§ **Set exercise**
Could you extend the lesson excerpt below on why data is the hardest problem in AI, picking up right after its last sentence?

§ **Text excerpt**
::::
Lesson 5: Data Is the Hardest Problem

You can buy chips. You can rent compute. But the thing that actually makes an AI yours — and good — is data. Jensen says it plainly, and it's the most career-relevant idea in the whole keynote for a business-and-tech person.

"The biggest problem is data."

— Jensen Huang, NVIDIA GTC Taipei 2026

Why the right data is so scarce

Language models had it easy: the internet is full of human-written text. But teaching a robot to move is different — you need data from the robot's point of view, and that barely exists:

"In order to create data for AI robotics, it has to be from the perspective of the robot… most of the world's video data is from a third person, not first person."

— Jensen Huang

The lesson generalizes far beyond robots: the data you need is usually specific, and often doesn't exist yet. Generic data is everywhere; the right data for your problem is rare. That scarcity is exactly what makes data valuable.

Memory and storage get reinvented

Agents have to remember and retrieve information constantly — fast. Jensen says that need will overhaul how we store data:

"The memory system of AI is going to cause the storage system to be completely revolutionized."
::::
§ **Record list**
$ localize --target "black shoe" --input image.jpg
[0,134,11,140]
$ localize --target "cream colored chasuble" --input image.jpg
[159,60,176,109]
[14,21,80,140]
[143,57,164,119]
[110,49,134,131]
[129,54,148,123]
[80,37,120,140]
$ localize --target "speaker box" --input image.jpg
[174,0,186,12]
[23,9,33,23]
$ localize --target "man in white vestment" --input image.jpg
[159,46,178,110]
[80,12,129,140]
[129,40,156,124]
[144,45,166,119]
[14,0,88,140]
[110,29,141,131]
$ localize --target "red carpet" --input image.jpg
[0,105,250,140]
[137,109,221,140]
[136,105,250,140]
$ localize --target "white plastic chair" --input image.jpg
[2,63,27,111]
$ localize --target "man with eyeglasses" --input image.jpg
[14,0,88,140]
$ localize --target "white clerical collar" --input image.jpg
::::
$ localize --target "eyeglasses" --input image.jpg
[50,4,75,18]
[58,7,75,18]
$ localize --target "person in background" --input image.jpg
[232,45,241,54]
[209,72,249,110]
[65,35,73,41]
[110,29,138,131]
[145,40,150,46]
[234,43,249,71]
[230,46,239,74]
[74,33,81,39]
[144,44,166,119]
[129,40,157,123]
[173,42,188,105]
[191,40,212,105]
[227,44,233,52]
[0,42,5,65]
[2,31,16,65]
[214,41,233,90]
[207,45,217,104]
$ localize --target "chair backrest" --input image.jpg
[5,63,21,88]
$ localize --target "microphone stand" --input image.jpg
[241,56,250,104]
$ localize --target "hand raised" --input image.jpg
::::
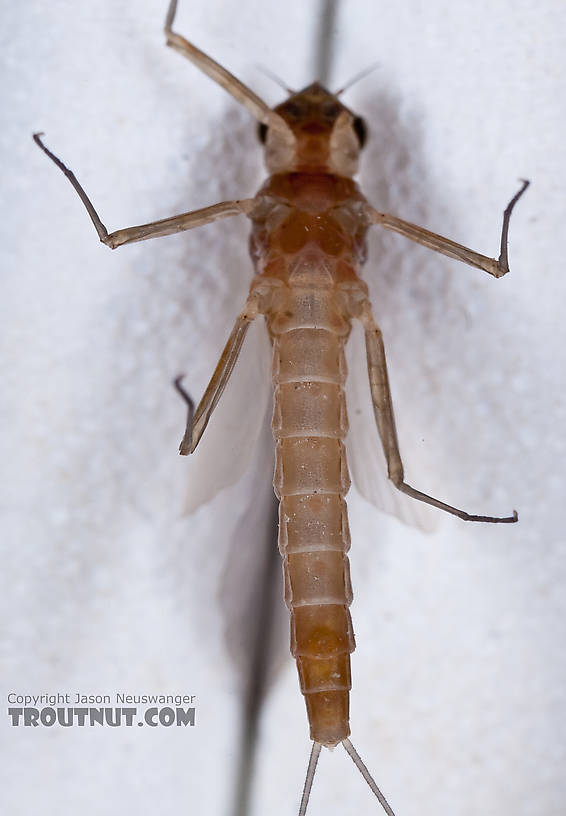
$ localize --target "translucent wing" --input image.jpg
::::
§ **Answer**
— Jensen Huang

He gets into the weeds — working memory, what to remember, how to retrieve, whether data is structured or unstructured, and the ontology (how all the pieces of data relate to each other). You don't need the engineering, but notice the words: this is data management and knowledge representation — squarely your field.

When you can't collect data, generate it

Here's the clever twist. NVIDIA's Cosmos model creates synthetic data — realistic, physics-accurate scenarios to train robots that would be impossible to film in the real world. Jensen sums up the shift:

"Text data plus compute gives you AI. Now that we have AI, compute is data."

— Jensen Huang

Read that as: we used to feed data into computers to get AI. Now we can use AI + compute to manufacture the data we're missing. Synthetic data is powerful — and it comes with its own cautions (is it realistic? does it bake in bias? can you trust it?). Knowing when synthetic data helps versus misleads is a real judgment call.

The throughline: chips are buyable; the right data is scarce and often proprietary. That's why, for most organizations, data — not hardware — is the real competitive moat.

This is the most "MIS" lesson in the module. Data management, data quality, data governance, knowledge representation (ontologies), and data as a strategic asset are core to your field — and this keynote shows they're now the bottleneck for the most advanced AI on Earth. Two takeaways: (1) An AI is only as good as its data — "garbage in, garbage out" decides real projects. (2) A company's proprietary data (its customers, transactions, processes) is often its most defensible advantage in the AI era. The person who can find, clean, organize, and govern that data is indispensable.

Quick check

Why is data "the hardest problem" for training robots?

The internet gave language models endless human-perspective text. Robots need first-person, physical-world data that mostly doesn't exist — so NVIDIA generates it synthetically with Cosmos ("compute is data").

🧠 Think like an MIS analyst

"We want AI, but our data is a mess"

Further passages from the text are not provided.